Your instructions » Report, copied in full, every line of the items below that contains the string "dark".
--- --- ---
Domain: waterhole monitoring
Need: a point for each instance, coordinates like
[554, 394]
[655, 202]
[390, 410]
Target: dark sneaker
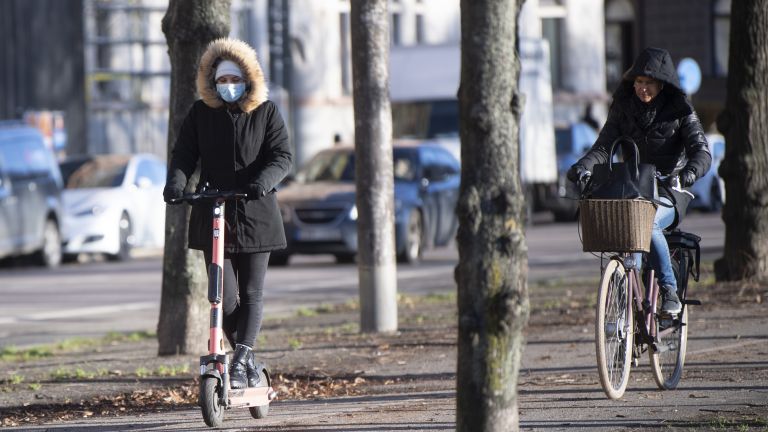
[670, 303]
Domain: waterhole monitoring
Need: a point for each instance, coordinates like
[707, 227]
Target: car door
[8, 220]
[448, 186]
[41, 192]
[148, 210]
[21, 207]
[441, 175]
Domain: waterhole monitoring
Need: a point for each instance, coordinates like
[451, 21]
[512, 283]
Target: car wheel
[279, 259]
[345, 258]
[50, 254]
[124, 253]
[414, 235]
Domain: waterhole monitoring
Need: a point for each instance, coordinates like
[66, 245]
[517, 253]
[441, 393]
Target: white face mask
[230, 92]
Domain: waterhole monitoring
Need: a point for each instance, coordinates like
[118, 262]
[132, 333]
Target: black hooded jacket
[235, 151]
[674, 138]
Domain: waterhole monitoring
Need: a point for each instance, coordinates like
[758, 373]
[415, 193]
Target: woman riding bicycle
[649, 107]
[239, 138]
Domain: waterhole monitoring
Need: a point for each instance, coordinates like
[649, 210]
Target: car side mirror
[143, 183]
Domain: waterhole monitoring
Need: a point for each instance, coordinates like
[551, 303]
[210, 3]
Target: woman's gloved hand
[256, 191]
[687, 177]
[172, 193]
[575, 172]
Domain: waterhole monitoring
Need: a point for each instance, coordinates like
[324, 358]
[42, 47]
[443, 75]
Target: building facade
[107, 67]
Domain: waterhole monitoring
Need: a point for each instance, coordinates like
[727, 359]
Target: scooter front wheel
[213, 412]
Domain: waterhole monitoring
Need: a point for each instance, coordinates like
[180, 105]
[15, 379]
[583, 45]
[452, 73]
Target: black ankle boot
[237, 375]
[253, 372]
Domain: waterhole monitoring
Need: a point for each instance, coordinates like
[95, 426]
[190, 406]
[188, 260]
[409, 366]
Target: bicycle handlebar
[209, 195]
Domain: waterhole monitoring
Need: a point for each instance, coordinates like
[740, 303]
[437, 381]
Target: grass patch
[62, 374]
[14, 354]
[166, 371]
[294, 344]
[306, 312]
[114, 337]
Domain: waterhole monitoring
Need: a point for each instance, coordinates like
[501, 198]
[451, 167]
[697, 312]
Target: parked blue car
[571, 143]
[320, 215]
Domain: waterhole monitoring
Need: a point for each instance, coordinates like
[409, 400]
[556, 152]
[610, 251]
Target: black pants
[243, 292]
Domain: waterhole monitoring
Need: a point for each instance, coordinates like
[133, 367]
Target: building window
[420, 29]
[346, 57]
[395, 29]
[619, 40]
[551, 29]
[722, 16]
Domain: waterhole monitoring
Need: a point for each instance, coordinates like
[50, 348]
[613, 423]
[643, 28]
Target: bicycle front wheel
[672, 336]
[614, 330]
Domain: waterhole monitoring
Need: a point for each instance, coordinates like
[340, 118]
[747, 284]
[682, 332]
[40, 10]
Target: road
[91, 299]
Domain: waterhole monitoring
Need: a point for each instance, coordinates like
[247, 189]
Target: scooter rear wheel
[260, 412]
[213, 412]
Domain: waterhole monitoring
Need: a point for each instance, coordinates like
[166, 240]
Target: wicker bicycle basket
[616, 225]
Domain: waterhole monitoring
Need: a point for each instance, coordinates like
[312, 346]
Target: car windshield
[99, 172]
[340, 166]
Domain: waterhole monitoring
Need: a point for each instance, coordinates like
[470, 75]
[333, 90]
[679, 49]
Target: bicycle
[215, 392]
[628, 323]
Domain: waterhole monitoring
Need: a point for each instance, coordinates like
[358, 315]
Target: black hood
[655, 63]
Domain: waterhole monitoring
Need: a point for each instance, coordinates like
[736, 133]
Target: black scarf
[645, 113]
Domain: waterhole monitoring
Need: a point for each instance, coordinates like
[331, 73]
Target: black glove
[171, 193]
[256, 191]
[687, 177]
[575, 172]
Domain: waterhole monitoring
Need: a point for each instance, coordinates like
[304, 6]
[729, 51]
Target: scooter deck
[251, 397]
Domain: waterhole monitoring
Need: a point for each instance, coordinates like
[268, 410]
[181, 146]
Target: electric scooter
[215, 394]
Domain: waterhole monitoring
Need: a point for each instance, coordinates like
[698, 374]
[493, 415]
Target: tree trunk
[744, 123]
[493, 259]
[373, 155]
[183, 327]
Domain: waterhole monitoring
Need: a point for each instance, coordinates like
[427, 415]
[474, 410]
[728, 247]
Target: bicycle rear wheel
[614, 330]
[672, 335]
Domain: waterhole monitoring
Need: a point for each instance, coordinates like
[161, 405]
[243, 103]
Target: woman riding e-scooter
[241, 142]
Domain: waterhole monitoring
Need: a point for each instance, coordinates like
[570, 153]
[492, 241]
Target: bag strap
[614, 146]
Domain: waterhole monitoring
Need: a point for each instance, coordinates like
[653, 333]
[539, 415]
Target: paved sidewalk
[406, 381]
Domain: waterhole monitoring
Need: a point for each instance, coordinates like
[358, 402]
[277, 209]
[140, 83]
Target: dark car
[30, 196]
[320, 215]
--- --- ---
Expected answer »
Target: dark sneaker
Target: dark car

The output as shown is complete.